Data rows:
-=-=-=-=-

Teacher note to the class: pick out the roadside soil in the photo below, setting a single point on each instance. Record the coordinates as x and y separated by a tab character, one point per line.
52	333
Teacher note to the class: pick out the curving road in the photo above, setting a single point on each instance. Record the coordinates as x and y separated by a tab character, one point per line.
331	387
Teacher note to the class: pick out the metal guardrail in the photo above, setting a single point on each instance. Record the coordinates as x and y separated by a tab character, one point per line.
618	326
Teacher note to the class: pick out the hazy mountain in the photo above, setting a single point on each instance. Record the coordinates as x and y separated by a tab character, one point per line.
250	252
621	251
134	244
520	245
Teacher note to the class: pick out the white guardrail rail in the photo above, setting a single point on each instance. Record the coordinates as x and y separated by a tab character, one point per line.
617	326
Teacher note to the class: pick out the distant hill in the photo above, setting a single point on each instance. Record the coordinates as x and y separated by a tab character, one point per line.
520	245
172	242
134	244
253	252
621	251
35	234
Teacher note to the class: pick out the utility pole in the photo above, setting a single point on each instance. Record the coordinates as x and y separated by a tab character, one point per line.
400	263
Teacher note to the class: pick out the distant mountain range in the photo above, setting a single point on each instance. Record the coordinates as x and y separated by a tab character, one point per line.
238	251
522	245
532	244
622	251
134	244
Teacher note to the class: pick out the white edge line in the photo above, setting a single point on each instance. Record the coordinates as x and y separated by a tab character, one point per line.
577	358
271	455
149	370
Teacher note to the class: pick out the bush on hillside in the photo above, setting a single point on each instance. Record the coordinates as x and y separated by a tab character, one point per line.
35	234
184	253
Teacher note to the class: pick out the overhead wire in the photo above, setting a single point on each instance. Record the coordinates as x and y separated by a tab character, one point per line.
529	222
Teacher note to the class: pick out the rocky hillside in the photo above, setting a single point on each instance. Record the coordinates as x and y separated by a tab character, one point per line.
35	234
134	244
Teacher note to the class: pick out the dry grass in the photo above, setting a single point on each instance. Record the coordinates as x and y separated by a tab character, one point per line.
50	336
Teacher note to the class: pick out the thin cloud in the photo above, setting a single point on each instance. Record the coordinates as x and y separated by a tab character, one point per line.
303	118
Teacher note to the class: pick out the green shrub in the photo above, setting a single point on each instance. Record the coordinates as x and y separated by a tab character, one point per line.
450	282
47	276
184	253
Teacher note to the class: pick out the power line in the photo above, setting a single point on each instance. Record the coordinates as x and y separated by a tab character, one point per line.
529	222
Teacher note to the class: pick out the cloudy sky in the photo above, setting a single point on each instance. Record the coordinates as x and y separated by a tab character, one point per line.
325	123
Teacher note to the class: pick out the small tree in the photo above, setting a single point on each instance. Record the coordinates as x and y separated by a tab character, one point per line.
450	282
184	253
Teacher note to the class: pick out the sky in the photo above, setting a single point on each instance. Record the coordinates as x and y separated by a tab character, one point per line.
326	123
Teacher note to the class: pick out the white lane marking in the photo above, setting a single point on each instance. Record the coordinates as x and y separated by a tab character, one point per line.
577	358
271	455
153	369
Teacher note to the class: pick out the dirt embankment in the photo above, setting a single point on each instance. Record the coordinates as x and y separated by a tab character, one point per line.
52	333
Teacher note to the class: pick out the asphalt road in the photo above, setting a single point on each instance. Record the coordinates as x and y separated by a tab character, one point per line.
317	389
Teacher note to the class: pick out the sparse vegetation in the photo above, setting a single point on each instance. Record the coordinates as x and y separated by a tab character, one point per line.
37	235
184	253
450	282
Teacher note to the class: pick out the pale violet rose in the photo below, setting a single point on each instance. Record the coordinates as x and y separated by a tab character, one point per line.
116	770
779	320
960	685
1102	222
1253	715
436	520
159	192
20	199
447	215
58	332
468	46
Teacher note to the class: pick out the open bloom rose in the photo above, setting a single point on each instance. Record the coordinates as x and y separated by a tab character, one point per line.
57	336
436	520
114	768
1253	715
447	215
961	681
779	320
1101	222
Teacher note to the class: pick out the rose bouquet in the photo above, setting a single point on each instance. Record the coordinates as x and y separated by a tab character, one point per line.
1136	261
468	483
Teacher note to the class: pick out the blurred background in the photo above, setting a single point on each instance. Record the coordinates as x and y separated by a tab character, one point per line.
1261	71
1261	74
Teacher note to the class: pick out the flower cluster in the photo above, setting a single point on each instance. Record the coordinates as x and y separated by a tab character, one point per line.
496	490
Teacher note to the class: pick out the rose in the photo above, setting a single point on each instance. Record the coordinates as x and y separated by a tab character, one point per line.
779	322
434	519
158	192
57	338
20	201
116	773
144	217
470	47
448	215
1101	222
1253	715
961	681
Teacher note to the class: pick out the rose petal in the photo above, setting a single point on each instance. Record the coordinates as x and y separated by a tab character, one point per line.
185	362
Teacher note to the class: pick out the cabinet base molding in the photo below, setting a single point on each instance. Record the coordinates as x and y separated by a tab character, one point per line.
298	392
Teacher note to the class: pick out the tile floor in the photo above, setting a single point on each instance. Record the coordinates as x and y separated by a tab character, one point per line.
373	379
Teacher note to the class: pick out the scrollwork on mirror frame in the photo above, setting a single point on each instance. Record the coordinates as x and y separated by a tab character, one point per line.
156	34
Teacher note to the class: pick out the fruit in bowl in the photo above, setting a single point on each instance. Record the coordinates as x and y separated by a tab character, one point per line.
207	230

-=-=-=-=-

Directions for this task: Each line above must be reproduced exactly as it stands.

Solution to this exercise:
Teacher note to the class: pick out the roadside soil in the photo below, setting a single point on each instance. Record the coordinates as x and y separated by a tab character, one point per line.
52	333
Teacher note to the class: pick out the curving road in the photo above, setting a single point on each instance. Record the coordinates as x and y separated by a tab character, one point per line.
331	387
Teacher note to the class: pick out the metal guardrail in the photo above, setting a single point on each instance. Record the coordinates as x and y separated by a tab character, one point per line.
618	326
Teacher note to the class: pick out the hazy mountain in the photo above, setting a single point on each instance. Record the coordinates as x and y separated by a tab character, one point per line.
250	252
621	251
134	244
520	245
Teacher note to the class: pick out the white guardrail rail in the photo above, setting a single point on each instance. Record the coordinates as x and y separated by a tab character, one point per line.
617	326
Teacher note to the class: pick out the distant hill in the photo above, setting a single point on each instance. Record the coordinates as x and y separated by a tab character, one point per line.
520	245
172	242
134	244
253	252
621	251
35	234
Teacher note to the class: pick out the utility pole in the photo above, setting a single point on each instance. Record the coordinates as x and y separated by a tab character, one point per line.
400	263
Teacher note to the class: pick out the distant mountain range in the photo above, setting a single point on each instance. Record the coordinates as x and y separated by a tab character, one point per line.
238	251
522	245
532	244
622	251
134	244
Teacher note to the class: pick out the white edge line in the photo above, setting a single point on each instance. Record the coordinates as x and y separated by a tab character, one point per line.
577	358
271	455
149	370
Teacher note to the class: pick out the bush on hillside in the photo above, setting a single point on each instance. Record the coordinates as x and y separated by a tab character, one point per line.
35	234
184	253
Teacher note to the class: pick out the overhead wire in the photo above, setting a single point on each instance. Record the coordinates as x and y separated by a tab character, one point per line.
529	222
Teacher note to the class: pick out the rocky hillside in the photo above, setting a single point on each instance. Record the coordinates as x and y separated by a tab character, one point per line.
35	234
134	244
Teacher note to the class: pick out the dry grass in the photo above, setting a single point on each instance. Record the coordinates as x and y separated by a tab character, one point per line.
50	336
Teacher note to the class: pick out the thin cloud in the photo above, setting a single point on each instance. Record the coordinates as x and y separated by a tab character, one point per line.
303	118
Teacher note to the class: pick out the green shrub in the photo above, setting a single point on each instance. Record the coordinates as x and y separated by a tab character, one point per line.
450	282
47	276
184	253
Teacher note to the class: pick out the power line in the photo above, setting a single point on each instance. Record the coordinates as x and y separated by a tab character, one point per line.
529	222
Teacher note to the class: pick out the cloudy sky in the photo above, setting a single point on each instance. Record the coordinates as x and y separated by a tab character, one point per line.
325	123
Teacher note to the class: pick out the small tree in the photo above, setting a single point on each instance. Record the coordinates as x and y separated by a tab character, one point per line.
450	282
184	253
Teacher note to the class: pick out the sky in the photo above, setting a single point on each instance. Record the coordinates as x and y separated by a tab character, one point per line.
326	123
Teacher note to the class: pick out the white lane marking in the photo above, setting a single point on each instance. Record the coordinates as x and y separated by a tab character, one point per line.
577	358
271	455
153	369
Teacher note to the class: pick out the dirt embankment in the photo above, setting a single point on each instance. Record the coordinates as x and y separated by a tab character, one point per line.
52	333
Teacher note to the class: pick out the asphalt road in the photo above, setting a single point on each instance. Record the coordinates as x and y separated by a tab character, one point per line.
317	389
Teacher note to the class: pick out the sparse vegetation in the photo above, setting a single point on each instance. Record the coordinates as x and y separated by a tab character, one point per line.
37	235
184	253
450	282
Teacher note to the class: pick out the pale violet rose in the photo below, setting a single point on each instance. Record the coordinates as x and y separated by a tab character, one point per line.
116	770
779	320
960	685
1102	222
1253	715
436	520
159	192
20	199
447	215
58	332
468	46
Teacher note to the class: pick out the open bloom rose in the photo above, setting a single point on each instance. Record the coordinates as x and y separated by a tab character, one point per line.
57	336
436	520
114	768
1253	715
447	215
961	681
779	320
1101	222
Teacher note to the class: pick out the rose bouquet in the photo above, setting a single point on each instance. Record the coordinates as x and y separated by a tab character, one point per line.
1136	261
468	483
Teacher note to the class: pick out the blurred background in the photo above, setting a single point on each instance. Record the coordinates as x and y separated by a tab character, one point per line.
1261	71
1261	74
Teacher note to the class: pick out the flower cluster in the photo above, setting a single point on each instance. Record the coordinates as x and y separated by a tab character, one point per line.
496	490
Teacher note to the class: pick out the rose in the photo above, setting a single point on each instance. Record the coordinates as x and y separated by a tab character, one point per line.
779	322
434	519
158	192
57	338
20	201
116	773
144	217
470	47
448	215
1101	222
1253	715
961	681
Teacher note to the class: pick out the rose petal in the photo above, setting a single point on each instance. Record the coordinates as x and y separated by a tab character, one point per line.
185	362
Teacher note to the class: pick out the cabinet base molding in the photo below, setting a single point on each instance. Record the coordinates as x and y separated by a tab character, one point per line.
298	392
Teacher note to the class: pick out the tile floor in the photo above, setting a single point on each instance. Record the coordinates as x and y separated by a tab character, one point per line.
373	379
Teacher note to the class: pick out the scrollwork on mirror frame in the photo above, setting a single point on each instance. Record the coordinates as x and y separated by a tab character, one point per line.
156	34
Teacher note to the class: pick out the fruit in bowl in the photo above, setting a single point on each instance. Record the coordinates as x and y separated by a tab character, one point per line.
207	230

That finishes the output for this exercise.